▶ _Aim of the exercise_
Could you write out the rows from the start up to and including the line with "positive clicks: (1315, 478) (1324, 487)", replacing "rough mask" with "coarse mask" and changing nothing else? Give only those lines.

▶ _Exercise input_

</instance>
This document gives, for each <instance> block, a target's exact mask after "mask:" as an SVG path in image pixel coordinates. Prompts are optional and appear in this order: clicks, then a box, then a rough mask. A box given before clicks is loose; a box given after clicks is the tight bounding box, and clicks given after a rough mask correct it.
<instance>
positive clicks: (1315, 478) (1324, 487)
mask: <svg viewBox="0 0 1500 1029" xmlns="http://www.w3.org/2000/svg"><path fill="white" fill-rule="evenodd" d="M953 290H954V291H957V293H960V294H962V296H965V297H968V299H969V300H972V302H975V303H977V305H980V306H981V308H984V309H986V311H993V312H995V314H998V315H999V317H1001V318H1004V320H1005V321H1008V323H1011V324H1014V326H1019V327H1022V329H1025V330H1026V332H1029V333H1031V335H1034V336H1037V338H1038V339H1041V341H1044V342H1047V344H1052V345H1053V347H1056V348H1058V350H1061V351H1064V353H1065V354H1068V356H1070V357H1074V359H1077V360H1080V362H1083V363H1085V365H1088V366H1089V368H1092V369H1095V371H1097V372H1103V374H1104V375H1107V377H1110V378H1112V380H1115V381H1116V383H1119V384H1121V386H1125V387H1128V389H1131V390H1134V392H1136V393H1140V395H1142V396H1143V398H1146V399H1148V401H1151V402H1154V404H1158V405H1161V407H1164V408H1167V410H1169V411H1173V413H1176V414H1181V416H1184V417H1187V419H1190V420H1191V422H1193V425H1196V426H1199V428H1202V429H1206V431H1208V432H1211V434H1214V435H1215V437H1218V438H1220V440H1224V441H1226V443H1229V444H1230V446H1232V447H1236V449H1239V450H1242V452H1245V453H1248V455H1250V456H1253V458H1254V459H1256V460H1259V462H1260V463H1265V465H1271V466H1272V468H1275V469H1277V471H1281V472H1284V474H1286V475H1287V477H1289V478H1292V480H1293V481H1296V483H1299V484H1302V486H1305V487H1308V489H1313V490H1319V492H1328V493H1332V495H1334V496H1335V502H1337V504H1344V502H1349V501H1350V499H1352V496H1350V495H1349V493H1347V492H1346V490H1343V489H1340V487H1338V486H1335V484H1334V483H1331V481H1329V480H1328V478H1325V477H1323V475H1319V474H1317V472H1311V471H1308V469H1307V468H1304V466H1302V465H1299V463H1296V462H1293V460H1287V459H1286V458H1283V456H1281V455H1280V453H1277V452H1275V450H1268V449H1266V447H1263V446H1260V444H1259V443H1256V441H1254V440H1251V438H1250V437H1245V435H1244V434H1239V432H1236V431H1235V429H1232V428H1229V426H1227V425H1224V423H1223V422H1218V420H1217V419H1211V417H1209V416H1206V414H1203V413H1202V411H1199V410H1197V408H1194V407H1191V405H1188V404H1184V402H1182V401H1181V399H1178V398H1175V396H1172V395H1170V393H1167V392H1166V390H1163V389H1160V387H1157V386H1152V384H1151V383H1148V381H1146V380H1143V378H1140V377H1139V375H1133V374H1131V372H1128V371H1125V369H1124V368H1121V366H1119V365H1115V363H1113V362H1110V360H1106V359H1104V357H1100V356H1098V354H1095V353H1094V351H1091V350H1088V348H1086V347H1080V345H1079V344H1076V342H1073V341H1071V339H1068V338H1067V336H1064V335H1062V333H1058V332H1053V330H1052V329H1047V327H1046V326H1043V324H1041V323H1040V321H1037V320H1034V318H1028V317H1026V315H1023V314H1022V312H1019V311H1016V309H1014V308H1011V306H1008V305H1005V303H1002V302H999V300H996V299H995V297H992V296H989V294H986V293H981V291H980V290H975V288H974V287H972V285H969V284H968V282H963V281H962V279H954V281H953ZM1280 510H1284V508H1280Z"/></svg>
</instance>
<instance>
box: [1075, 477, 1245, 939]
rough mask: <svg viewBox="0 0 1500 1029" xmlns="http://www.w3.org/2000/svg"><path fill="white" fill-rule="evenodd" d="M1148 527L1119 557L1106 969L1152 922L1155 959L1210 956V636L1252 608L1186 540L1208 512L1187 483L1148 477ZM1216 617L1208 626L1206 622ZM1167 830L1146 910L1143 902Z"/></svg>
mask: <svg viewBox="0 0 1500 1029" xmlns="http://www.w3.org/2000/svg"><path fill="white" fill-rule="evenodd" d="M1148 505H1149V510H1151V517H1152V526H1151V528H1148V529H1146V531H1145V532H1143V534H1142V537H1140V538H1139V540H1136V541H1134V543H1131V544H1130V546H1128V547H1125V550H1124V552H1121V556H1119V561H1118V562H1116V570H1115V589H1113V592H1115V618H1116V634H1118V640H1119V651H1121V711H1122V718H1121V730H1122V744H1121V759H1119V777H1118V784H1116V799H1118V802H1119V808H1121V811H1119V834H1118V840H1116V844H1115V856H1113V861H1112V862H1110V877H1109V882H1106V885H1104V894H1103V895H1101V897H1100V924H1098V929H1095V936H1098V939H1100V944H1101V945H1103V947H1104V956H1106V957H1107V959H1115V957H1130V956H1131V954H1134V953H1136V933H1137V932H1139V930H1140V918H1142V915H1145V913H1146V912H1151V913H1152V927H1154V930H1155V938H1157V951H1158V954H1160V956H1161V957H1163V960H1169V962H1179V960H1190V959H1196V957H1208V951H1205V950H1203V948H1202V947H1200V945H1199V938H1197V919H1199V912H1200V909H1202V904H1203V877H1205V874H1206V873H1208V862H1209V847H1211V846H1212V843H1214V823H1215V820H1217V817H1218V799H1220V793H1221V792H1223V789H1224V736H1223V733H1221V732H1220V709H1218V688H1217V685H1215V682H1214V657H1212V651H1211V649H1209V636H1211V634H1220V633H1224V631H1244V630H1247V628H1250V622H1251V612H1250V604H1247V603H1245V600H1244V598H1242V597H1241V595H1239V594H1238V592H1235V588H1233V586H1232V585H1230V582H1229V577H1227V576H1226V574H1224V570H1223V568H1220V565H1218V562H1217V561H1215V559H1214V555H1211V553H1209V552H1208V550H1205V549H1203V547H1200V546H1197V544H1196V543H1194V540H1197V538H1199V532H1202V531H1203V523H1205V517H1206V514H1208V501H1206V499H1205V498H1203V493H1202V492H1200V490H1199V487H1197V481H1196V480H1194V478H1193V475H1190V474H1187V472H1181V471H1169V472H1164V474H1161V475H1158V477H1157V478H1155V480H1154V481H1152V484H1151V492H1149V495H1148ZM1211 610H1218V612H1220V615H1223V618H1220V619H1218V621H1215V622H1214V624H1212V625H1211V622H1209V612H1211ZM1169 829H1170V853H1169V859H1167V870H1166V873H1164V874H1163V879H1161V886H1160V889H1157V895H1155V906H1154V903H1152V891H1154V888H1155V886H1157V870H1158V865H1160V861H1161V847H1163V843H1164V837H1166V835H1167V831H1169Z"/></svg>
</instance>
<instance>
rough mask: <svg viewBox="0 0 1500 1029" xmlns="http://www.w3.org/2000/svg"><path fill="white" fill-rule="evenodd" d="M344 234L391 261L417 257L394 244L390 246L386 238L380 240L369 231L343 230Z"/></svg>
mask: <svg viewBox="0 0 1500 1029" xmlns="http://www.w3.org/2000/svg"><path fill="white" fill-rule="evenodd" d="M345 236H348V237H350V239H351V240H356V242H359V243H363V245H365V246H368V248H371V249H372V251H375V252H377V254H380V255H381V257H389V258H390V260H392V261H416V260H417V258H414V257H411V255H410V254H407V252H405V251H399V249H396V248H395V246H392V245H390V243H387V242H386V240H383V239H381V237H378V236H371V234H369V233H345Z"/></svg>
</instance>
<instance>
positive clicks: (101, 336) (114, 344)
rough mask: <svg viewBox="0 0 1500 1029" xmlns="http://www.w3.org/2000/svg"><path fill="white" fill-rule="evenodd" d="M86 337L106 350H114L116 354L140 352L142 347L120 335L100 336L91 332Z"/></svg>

▶ _Solution to the exercise_
</instance>
This document gives, for each <instance> block, a target's exact mask after "mask:" as an SVG path in image pixel coordinates. Prompts are optional and appear in this order: clicks, then a box, then a coarse mask. A box given before clicks is loose; a box given after clicks is the tight bounding box, and clicks given after a coarse mask correct it.
<instance>
positive clicks: (1315, 478) (1324, 487)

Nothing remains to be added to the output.